Input records below:

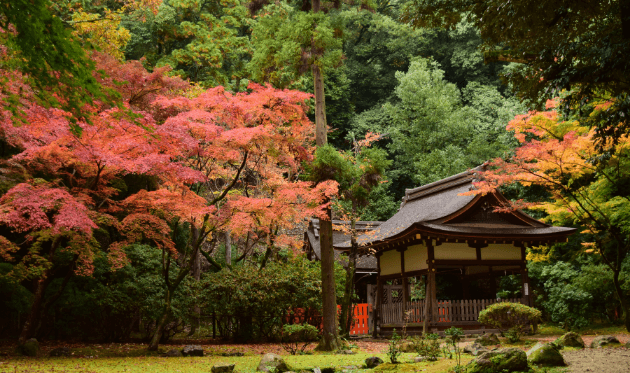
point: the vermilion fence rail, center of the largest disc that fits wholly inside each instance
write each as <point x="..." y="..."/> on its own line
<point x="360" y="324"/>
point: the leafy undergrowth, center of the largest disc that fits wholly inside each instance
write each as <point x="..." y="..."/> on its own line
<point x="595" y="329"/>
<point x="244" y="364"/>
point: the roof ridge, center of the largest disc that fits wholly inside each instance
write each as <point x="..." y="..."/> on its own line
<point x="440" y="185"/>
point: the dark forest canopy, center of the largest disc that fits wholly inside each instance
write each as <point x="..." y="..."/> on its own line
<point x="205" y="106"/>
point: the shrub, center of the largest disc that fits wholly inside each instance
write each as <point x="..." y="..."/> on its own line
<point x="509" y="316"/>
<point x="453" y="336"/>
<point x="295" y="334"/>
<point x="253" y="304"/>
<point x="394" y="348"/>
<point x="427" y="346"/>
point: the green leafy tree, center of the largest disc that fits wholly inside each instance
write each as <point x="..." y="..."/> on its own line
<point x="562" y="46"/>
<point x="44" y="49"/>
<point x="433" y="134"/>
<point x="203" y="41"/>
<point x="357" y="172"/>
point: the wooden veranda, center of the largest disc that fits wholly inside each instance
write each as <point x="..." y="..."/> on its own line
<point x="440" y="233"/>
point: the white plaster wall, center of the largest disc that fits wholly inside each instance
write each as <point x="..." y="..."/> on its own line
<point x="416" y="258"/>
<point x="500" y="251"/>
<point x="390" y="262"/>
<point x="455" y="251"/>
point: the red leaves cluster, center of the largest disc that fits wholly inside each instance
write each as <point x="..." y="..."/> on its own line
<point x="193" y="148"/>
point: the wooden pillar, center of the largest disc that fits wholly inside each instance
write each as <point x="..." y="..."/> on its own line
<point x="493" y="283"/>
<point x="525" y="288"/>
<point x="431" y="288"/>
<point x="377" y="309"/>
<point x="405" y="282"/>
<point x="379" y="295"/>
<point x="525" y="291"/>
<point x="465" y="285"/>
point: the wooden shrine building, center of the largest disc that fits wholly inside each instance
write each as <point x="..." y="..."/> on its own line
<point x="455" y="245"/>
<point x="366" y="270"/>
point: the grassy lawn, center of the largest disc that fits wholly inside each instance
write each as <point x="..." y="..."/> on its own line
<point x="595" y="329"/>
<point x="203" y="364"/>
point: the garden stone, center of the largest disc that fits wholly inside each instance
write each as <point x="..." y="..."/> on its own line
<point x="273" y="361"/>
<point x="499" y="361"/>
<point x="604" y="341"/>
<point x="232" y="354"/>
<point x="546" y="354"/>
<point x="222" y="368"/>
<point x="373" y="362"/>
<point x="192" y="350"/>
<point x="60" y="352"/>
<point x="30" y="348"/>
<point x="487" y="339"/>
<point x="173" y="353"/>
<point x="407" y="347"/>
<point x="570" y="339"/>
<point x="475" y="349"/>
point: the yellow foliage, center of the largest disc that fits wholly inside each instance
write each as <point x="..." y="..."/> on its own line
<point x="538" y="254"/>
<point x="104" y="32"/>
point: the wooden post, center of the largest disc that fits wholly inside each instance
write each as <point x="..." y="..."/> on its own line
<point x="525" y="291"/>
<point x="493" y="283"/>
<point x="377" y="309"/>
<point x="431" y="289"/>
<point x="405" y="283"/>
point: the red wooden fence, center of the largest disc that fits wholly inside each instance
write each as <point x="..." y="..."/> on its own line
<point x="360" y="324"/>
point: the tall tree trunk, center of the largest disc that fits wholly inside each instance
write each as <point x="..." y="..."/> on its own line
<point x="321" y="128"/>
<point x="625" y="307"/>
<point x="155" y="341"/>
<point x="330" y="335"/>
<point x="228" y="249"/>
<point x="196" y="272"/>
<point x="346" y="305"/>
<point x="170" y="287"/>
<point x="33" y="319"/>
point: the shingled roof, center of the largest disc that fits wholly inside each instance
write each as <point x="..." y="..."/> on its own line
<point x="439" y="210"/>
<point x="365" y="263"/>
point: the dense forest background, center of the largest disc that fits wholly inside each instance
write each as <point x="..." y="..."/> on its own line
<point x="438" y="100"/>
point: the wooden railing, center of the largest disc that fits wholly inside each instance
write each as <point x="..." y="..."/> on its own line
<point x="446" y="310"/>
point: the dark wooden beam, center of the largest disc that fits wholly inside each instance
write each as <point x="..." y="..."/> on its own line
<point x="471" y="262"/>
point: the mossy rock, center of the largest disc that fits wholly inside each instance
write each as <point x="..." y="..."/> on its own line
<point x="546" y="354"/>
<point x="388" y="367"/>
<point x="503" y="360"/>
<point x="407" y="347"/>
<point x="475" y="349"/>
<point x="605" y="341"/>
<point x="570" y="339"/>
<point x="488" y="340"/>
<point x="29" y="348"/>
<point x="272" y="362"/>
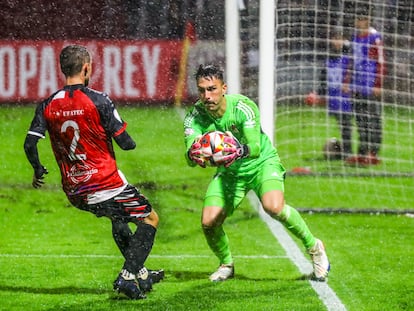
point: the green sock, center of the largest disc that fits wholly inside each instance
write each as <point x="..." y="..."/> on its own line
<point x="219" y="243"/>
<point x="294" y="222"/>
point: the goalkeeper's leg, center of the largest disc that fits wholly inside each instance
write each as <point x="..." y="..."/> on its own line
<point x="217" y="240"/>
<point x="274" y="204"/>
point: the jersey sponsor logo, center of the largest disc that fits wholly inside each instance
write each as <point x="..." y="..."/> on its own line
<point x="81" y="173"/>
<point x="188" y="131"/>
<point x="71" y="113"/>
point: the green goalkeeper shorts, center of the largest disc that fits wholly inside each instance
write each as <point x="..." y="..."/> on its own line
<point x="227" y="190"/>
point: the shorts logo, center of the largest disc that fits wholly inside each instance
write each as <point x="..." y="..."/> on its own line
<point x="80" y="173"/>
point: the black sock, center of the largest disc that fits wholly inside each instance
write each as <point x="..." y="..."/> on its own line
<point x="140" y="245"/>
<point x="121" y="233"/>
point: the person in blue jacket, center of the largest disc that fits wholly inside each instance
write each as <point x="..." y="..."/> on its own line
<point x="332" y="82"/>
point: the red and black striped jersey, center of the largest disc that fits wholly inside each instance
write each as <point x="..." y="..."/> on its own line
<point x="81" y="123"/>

End of Input records.

#### Activity:
Look above for the line containing "point: the shrub, center". Output from there through the line containing "point: the white", exactly and inclusively.

#### Result of this task:
point: the shrub, center of the largest disc that fits wholly inside each instance
write each as <point x="..." y="..."/> on its own line
<point x="509" y="316"/>
<point x="453" y="336"/>
<point x="295" y="334"/>
<point x="253" y="304"/>
<point x="394" y="348"/>
<point x="427" y="346"/>
point: the green leafy tree, center of the largest disc that fits wholly inside each instance
write each as <point x="..." y="..."/> on its own line
<point x="562" y="46"/>
<point x="44" y="49"/>
<point x="433" y="134"/>
<point x="203" y="41"/>
<point x="357" y="172"/>
point: the wooden veranda, center of the largest disc that fits wholly inside each instance
write each as <point x="..." y="..."/> on its own line
<point x="440" y="233"/>
point: the white plaster wall, center of the largest disc that fits wholly inside each instance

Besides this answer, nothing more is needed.